(Source records)
* * *

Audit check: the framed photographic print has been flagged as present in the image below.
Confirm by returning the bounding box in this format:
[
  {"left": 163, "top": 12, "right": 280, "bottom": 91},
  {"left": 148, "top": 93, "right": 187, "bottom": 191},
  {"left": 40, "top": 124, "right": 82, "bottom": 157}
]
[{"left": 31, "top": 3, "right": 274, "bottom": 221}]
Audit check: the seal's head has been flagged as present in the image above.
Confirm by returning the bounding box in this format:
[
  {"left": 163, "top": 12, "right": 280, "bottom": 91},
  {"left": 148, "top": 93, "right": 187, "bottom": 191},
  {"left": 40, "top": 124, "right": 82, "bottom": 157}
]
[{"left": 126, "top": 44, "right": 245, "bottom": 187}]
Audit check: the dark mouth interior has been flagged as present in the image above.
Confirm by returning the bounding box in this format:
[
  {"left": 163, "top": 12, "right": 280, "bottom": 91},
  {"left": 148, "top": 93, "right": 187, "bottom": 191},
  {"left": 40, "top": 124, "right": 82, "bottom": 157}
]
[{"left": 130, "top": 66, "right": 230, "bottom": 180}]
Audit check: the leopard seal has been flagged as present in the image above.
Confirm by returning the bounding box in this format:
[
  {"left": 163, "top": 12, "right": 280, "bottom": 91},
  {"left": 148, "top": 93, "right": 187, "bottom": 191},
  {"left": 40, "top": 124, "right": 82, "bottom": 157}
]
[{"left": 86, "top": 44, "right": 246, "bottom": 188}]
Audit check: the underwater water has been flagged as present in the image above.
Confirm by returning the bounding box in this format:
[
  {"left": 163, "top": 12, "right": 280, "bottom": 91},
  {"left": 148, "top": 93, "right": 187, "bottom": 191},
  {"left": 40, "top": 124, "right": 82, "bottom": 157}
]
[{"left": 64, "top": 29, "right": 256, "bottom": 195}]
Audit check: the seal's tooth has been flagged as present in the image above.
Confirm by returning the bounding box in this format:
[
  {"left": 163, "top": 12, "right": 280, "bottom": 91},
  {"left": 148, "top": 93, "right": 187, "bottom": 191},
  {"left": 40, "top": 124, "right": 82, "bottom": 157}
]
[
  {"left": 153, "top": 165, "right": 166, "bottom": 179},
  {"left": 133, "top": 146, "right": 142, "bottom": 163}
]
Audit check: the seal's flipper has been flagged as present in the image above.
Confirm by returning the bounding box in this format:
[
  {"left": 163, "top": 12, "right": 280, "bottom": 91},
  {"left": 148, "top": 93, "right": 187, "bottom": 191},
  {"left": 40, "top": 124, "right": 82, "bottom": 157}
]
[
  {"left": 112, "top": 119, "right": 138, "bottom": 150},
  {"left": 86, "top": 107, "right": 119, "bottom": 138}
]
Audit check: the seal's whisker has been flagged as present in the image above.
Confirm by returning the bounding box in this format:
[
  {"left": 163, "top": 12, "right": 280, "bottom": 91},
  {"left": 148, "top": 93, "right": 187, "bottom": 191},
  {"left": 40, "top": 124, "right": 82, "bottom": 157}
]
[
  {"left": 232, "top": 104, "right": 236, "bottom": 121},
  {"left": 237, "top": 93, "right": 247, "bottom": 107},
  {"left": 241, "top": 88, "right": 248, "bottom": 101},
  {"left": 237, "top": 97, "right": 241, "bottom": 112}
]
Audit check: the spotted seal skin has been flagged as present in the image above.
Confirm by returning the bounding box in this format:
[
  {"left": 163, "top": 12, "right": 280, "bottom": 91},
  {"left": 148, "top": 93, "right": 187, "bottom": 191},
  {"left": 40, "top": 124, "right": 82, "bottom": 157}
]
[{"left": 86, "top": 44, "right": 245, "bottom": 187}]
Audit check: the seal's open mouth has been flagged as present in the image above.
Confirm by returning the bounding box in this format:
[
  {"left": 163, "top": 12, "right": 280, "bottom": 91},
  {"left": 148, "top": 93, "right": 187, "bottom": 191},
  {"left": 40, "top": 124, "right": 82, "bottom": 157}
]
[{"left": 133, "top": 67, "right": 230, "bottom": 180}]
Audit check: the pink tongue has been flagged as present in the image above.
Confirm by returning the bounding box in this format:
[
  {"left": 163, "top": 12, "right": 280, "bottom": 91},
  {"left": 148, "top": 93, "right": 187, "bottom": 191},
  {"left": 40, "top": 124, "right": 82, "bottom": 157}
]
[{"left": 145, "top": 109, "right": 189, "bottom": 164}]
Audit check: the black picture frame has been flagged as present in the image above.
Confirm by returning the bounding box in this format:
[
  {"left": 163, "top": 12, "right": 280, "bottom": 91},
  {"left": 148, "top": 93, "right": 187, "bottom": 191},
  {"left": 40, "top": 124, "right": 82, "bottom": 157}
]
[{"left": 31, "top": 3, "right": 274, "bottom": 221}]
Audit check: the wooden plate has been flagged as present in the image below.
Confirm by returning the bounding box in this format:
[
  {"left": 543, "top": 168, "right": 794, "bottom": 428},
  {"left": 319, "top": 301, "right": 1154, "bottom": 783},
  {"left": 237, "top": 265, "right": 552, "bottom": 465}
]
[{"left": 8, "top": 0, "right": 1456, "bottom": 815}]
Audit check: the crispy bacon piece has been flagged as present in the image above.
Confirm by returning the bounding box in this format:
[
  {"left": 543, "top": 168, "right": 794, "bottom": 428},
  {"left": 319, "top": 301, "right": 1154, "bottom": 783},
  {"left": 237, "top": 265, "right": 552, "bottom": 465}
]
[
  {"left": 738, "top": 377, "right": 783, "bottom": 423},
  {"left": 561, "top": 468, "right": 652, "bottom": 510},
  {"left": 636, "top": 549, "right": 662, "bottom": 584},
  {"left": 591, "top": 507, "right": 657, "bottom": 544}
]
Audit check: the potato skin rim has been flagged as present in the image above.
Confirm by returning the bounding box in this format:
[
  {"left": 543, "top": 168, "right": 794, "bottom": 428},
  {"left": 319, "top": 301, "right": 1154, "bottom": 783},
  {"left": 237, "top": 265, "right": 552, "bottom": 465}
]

* * *

Transcribe only the trailing portion of the entries above: the line that contains "Audit check: the wooden" and each line after it.

Audit check: the wooden plate has been flagged as present in the image below.
Confirm by returning the bounding box in this format:
[
  {"left": 543, "top": 168, "right": 794, "bottom": 428},
  {"left": 319, "top": 301, "right": 1154, "bottom": 783},
  {"left": 237, "top": 265, "right": 552, "bottom": 465}
]
[{"left": 8, "top": 0, "right": 1456, "bottom": 815}]
Audit check: the crispy bacon piece has been flagged as present in the image above.
Confirm by returning the bounding box in this format:
[
  {"left": 543, "top": 168, "right": 794, "bottom": 428},
  {"left": 319, "top": 301, "right": 1154, "bottom": 783},
  {"left": 237, "top": 265, "right": 552, "bottom": 465}
]
[
  {"left": 738, "top": 377, "right": 783, "bottom": 423},
  {"left": 561, "top": 468, "right": 652, "bottom": 510},
  {"left": 636, "top": 549, "right": 662, "bottom": 584},
  {"left": 591, "top": 507, "right": 657, "bottom": 544}
]
Audit check: the potato skin rim has been flagged as present in the image above.
Confirm by returning the bounding box in this format:
[
  {"left": 543, "top": 168, "right": 794, "bottom": 428},
  {"left": 319, "top": 301, "right": 1154, "bottom": 783},
  {"left": 237, "top": 265, "right": 552, "bottom": 465}
]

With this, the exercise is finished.